* Listing *
=====

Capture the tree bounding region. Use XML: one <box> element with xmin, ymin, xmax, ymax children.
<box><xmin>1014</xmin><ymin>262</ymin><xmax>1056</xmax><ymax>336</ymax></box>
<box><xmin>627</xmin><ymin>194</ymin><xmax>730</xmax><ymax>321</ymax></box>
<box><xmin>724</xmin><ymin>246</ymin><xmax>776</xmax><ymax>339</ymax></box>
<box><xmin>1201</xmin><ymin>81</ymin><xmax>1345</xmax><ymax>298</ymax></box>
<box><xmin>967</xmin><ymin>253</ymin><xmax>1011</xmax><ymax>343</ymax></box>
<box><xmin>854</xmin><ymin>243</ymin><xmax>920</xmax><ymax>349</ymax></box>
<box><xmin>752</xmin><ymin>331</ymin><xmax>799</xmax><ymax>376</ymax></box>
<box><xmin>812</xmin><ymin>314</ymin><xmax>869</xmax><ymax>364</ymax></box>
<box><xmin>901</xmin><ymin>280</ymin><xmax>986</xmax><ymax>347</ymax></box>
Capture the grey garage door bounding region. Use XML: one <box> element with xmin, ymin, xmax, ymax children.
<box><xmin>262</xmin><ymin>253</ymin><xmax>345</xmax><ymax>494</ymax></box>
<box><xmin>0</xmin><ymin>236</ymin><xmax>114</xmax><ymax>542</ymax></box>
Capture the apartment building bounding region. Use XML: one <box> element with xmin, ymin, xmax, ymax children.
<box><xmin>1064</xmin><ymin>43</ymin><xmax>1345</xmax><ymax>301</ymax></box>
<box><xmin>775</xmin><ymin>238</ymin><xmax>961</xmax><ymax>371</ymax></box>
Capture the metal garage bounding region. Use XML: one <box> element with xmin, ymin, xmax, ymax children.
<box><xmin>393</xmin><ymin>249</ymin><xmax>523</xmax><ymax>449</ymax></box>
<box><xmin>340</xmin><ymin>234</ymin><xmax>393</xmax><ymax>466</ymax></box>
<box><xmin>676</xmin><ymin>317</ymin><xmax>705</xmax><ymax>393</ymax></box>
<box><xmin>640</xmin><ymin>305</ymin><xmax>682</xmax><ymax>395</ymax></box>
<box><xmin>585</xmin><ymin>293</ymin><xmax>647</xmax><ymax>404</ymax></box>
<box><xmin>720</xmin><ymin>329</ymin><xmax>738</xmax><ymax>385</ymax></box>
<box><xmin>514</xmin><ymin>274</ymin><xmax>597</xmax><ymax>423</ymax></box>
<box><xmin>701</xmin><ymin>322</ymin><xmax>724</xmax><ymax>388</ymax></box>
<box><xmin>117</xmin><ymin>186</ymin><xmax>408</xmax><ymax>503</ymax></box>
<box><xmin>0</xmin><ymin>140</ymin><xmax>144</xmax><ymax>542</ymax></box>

=====

* Short exercise *
Find every line in the entries above that contains the word "children", and copy each such line. Case counts.

* Answer to the problem *
Capture the tree bounding region. Use XML: one <box> element with xmin, ymin, xmax, ymax children.
Capture the grey garage door bounding region. Use XML: one <box> element with xmin, ymin, xmax, ymax children.
Capture the apartment building bounding region. Use XML: one <box> element with xmin, ymin, xmax, ymax children.
Capture the metal garage bounding region. Use XML: one <box> element with xmin, ymin, xmax, ymax children.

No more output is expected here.